[Entries for pointing and labeling]
_ _ _ _ _ _ _
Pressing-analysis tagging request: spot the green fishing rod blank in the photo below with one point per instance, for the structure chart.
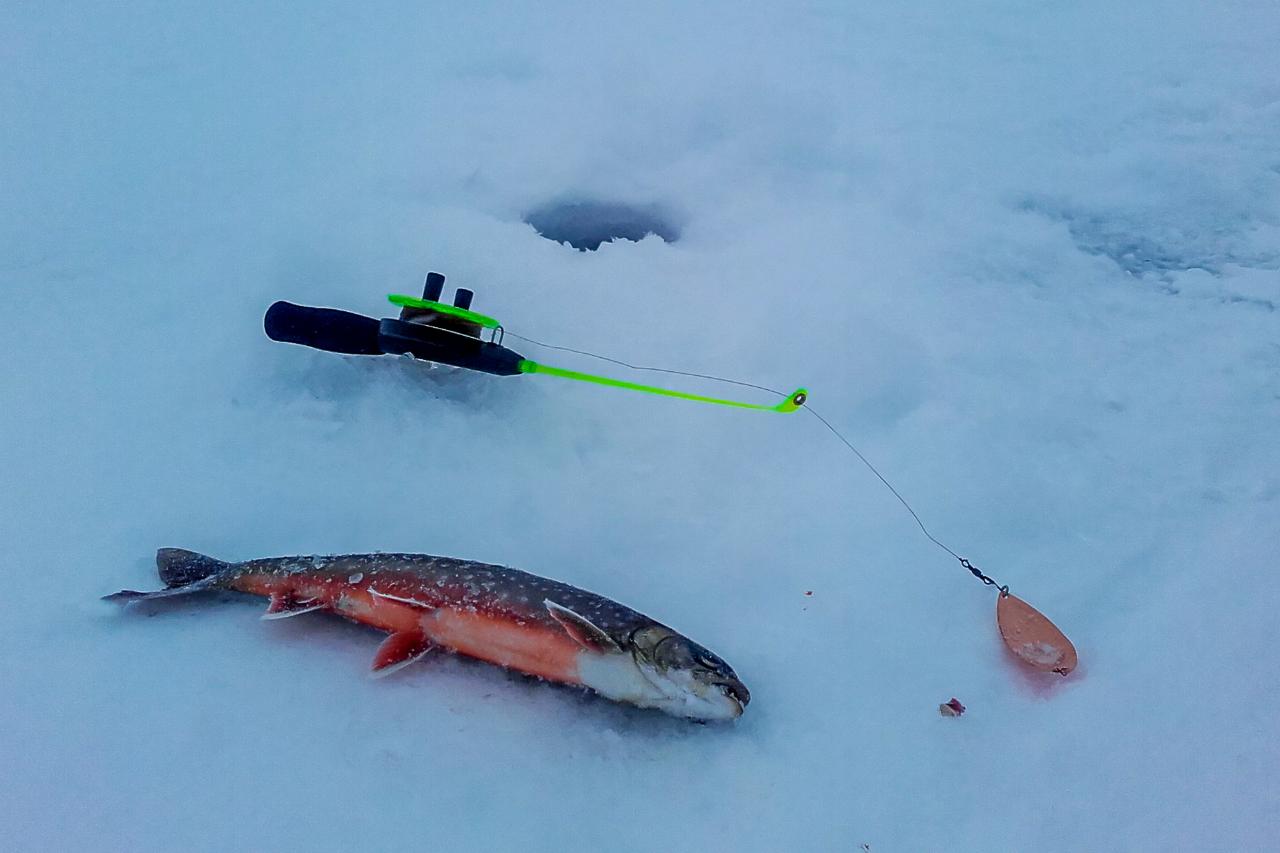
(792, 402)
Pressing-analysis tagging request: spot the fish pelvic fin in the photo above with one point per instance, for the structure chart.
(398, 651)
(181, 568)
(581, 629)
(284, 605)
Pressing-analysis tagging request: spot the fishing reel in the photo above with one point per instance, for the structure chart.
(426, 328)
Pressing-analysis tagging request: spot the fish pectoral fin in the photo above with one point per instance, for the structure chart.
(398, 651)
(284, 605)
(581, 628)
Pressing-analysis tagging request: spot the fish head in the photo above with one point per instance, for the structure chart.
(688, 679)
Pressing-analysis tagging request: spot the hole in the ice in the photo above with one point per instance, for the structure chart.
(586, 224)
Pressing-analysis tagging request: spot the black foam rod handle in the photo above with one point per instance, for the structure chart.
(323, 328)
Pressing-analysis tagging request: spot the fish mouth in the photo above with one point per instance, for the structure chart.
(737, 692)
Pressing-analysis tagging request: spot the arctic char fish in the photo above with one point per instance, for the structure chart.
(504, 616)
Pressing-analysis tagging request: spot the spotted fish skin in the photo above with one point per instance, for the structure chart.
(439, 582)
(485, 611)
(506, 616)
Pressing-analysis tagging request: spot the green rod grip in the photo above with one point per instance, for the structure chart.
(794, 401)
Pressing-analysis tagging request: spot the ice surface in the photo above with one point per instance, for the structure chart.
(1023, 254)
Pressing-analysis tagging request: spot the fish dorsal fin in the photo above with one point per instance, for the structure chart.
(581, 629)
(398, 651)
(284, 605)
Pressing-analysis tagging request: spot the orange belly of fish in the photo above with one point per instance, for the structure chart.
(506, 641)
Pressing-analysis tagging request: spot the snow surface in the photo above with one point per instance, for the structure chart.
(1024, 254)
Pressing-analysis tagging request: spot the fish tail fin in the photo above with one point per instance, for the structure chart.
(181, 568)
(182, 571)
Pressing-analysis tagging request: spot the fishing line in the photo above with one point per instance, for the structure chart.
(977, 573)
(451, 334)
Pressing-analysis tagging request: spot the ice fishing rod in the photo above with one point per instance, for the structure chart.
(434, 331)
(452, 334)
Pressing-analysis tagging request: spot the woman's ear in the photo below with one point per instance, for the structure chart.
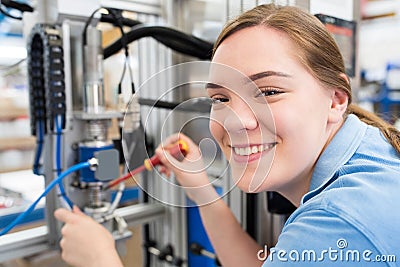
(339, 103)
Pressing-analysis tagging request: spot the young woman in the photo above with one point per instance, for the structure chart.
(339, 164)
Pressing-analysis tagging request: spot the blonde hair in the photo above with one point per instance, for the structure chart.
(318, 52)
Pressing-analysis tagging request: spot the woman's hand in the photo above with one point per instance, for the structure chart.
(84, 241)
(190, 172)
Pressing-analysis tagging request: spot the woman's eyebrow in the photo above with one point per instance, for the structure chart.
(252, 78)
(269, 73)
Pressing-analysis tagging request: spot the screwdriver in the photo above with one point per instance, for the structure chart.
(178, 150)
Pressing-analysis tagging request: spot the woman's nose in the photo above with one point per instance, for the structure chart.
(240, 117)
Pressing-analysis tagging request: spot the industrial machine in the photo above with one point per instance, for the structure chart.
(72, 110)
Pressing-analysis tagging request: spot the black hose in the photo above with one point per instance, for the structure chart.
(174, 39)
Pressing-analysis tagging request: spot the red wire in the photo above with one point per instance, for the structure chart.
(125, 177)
_ _ _ _ _ _ _
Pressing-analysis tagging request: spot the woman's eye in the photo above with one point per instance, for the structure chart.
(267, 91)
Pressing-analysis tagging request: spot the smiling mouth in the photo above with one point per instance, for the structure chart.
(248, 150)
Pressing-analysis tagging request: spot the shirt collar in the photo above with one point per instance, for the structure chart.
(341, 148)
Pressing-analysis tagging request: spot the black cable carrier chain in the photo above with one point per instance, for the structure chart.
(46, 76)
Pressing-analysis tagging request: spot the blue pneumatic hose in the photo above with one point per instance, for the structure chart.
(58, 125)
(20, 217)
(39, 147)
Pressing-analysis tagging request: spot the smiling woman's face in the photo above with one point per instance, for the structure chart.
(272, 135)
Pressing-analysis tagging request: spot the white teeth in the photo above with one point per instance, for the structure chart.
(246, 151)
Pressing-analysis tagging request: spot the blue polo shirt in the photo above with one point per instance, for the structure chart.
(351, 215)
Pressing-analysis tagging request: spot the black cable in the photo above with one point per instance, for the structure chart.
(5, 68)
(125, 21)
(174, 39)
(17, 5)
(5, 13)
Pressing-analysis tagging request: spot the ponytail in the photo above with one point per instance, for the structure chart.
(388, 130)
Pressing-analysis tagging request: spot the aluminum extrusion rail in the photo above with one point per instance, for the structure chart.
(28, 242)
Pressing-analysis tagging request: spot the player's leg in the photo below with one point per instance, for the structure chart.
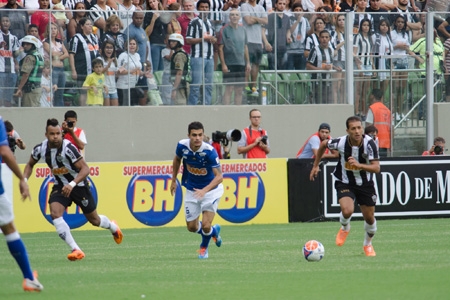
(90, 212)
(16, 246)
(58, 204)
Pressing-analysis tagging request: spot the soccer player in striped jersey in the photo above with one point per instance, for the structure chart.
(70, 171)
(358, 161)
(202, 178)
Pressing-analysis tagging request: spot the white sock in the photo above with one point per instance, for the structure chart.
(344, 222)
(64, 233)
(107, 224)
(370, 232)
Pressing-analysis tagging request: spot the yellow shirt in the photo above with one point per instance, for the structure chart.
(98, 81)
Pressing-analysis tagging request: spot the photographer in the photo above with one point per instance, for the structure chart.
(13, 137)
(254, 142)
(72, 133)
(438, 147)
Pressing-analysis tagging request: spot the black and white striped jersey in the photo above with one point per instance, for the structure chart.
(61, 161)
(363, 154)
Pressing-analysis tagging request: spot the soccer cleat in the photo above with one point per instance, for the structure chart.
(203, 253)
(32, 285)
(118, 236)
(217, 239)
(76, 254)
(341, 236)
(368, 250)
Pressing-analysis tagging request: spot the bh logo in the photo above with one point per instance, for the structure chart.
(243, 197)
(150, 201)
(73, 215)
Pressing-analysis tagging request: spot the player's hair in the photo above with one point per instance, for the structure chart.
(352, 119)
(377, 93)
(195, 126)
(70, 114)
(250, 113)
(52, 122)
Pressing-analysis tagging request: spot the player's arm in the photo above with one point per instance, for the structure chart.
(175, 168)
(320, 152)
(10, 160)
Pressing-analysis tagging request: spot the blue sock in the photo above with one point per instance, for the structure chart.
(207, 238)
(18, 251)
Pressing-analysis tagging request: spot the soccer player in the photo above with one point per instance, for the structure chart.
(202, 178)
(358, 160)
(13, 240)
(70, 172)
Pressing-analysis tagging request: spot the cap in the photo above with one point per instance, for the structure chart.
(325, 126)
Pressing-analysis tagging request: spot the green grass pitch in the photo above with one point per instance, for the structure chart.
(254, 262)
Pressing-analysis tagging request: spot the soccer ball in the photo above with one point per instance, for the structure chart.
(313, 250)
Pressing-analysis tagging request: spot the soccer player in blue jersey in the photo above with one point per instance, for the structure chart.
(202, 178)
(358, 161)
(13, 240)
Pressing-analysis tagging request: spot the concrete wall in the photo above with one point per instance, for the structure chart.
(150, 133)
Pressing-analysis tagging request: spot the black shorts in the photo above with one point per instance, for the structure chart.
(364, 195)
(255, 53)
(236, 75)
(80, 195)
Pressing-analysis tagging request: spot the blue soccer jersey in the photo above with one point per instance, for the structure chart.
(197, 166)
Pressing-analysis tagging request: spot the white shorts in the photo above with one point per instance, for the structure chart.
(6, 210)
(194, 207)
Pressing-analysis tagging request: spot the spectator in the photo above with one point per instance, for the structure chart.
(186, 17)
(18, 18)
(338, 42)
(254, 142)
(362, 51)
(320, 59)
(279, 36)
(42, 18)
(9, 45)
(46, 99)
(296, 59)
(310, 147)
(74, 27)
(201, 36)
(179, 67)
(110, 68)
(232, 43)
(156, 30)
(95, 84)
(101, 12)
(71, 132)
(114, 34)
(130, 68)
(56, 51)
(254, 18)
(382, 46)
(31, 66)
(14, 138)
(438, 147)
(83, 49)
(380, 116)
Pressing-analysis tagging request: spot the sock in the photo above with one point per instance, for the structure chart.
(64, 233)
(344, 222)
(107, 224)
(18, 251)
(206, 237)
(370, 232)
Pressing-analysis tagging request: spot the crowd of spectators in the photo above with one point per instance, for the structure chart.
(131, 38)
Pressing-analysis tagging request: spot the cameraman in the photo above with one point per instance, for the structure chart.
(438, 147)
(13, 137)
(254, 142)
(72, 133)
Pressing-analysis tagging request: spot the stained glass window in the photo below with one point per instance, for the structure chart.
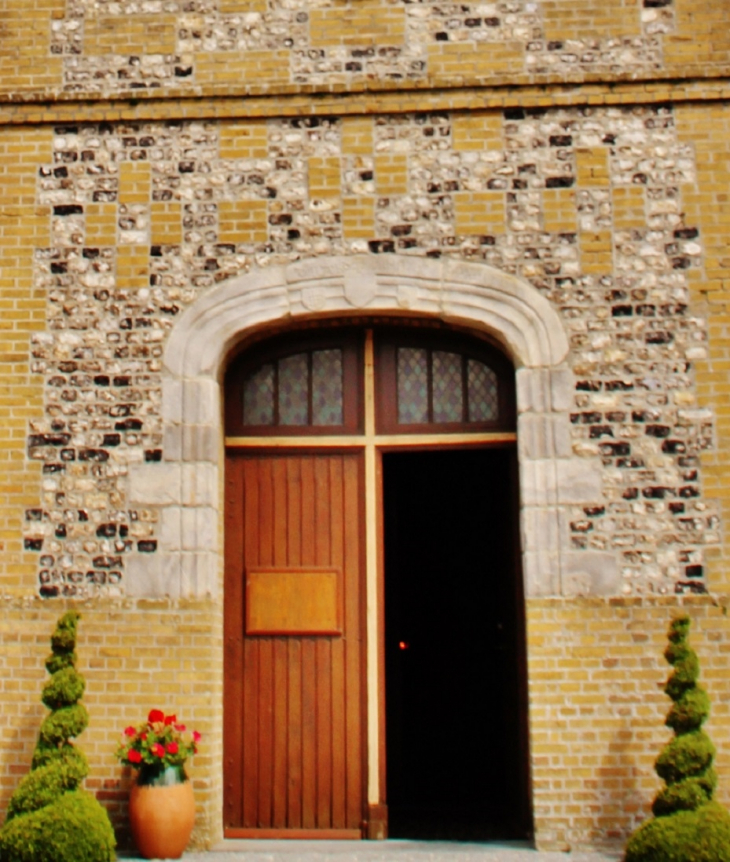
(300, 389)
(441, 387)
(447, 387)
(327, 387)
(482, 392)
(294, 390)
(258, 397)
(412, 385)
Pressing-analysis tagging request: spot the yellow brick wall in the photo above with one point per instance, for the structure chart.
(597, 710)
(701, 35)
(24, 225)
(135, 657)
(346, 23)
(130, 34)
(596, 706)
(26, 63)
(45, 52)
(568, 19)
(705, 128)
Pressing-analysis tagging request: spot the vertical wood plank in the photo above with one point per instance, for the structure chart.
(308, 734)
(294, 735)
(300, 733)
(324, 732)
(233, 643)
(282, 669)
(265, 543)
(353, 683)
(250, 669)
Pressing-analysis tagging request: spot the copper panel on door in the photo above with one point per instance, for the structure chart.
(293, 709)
_ _ _ _ _ _ _
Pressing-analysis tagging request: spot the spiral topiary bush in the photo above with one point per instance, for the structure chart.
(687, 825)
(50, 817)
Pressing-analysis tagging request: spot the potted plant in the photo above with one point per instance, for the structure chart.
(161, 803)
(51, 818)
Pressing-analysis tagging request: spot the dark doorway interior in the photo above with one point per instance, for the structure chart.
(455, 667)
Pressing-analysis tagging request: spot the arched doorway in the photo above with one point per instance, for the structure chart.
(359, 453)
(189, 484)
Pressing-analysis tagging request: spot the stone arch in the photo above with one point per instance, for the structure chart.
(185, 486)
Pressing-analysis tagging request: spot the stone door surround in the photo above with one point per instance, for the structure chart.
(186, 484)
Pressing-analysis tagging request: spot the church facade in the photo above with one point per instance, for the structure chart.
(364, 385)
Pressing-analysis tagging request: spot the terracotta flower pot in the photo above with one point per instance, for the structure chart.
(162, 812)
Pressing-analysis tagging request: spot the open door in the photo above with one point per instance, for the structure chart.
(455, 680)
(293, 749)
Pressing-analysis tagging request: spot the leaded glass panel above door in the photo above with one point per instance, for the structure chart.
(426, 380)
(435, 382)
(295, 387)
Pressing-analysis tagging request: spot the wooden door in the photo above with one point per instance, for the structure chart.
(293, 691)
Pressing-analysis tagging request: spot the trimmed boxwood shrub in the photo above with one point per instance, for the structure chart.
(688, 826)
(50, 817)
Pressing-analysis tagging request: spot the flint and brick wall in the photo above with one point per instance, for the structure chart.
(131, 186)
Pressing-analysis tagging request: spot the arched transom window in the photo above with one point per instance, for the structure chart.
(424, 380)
_ _ _ _ _ _ _
=== WRITTEN INSTRUCTION ===
If you tally every line of the material above that contains the string "stone", what number do you get? Reply with the number alone.

=== TASK RESPONSE ===
2